**INSTRUCTIONS TO FOLLOW**
Lay out the rows starting at the line containing "Show every gravel" and ending at the line containing "left=50, top=62, right=58, bottom=70" as a two-column CSV with the headers text and answer. Put each text and its answer on one line, with each value in a quoted field and line breaks replaced by spaces.

**Stored entries**
%%
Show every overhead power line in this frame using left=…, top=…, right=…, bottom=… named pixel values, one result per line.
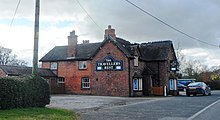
left=76, top=0, right=102, bottom=31
left=125, top=0, right=220, bottom=47
left=10, top=0, right=21, bottom=27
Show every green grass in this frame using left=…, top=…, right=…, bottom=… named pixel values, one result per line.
left=0, top=108, right=79, bottom=120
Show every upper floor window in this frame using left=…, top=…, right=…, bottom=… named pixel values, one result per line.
left=134, top=56, right=138, bottom=67
left=133, top=78, right=142, bottom=91
left=81, top=77, right=90, bottom=89
left=57, top=77, right=65, bottom=87
left=50, top=62, right=57, bottom=70
left=79, top=61, right=87, bottom=70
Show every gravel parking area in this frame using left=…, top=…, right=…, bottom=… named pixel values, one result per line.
left=47, top=95, right=161, bottom=113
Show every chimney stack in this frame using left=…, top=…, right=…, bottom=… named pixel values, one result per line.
left=104, top=25, right=116, bottom=40
left=67, top=30, right=78, bottom=57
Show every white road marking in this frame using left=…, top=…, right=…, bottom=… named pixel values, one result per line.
left=187, top=100, right=220, bottom=120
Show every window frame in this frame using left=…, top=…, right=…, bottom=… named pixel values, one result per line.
left=56, top=77, right=65, bottom=87
left=78, top=61, right=87, bottom=70
left=81, top=77, right=91, bottom=89
left=133, top=78, right=143, bottom=91
left=50, top=62, right=58, bottom=70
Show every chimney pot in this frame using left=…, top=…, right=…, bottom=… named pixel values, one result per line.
left=104, top=25, right=116, bottom=40
left=67, top=30, right=78, bottom=57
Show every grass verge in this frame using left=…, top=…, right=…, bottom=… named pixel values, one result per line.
%%
**RIGHT ANSWER**
text,answer
"Show every gravel parking area in this frame using left=…, top=…, right=…, bottom=… named pixel values, one result per line.","left=47, top=95, right=161, bottom=113"
"Show every chimney stack in this frame using left=…, top=…, right=…, bottom=… named pixel values, one result per line.","left=104, top=25, right=116, bottom=40 left=67, top=30, right=78, bottom=57"
"Show every white road marking in this frame using left=…, top=…, right=…, bottom=… named pixel values, one result per line.","left=187, top=100, right=220, bottom=120"
"Show every window frame in this frame using left=…, top=…, right=…, bottom=… named pixel values, one result per line.","left=56, top=77, right=65, bottom=87 left=78, top=61, right=87, bottom=70 left=81, top=77, right=91, bottom=89 left=133, top=78, right=143, bottom=91 left=50, top=62, right=58, bottom=70"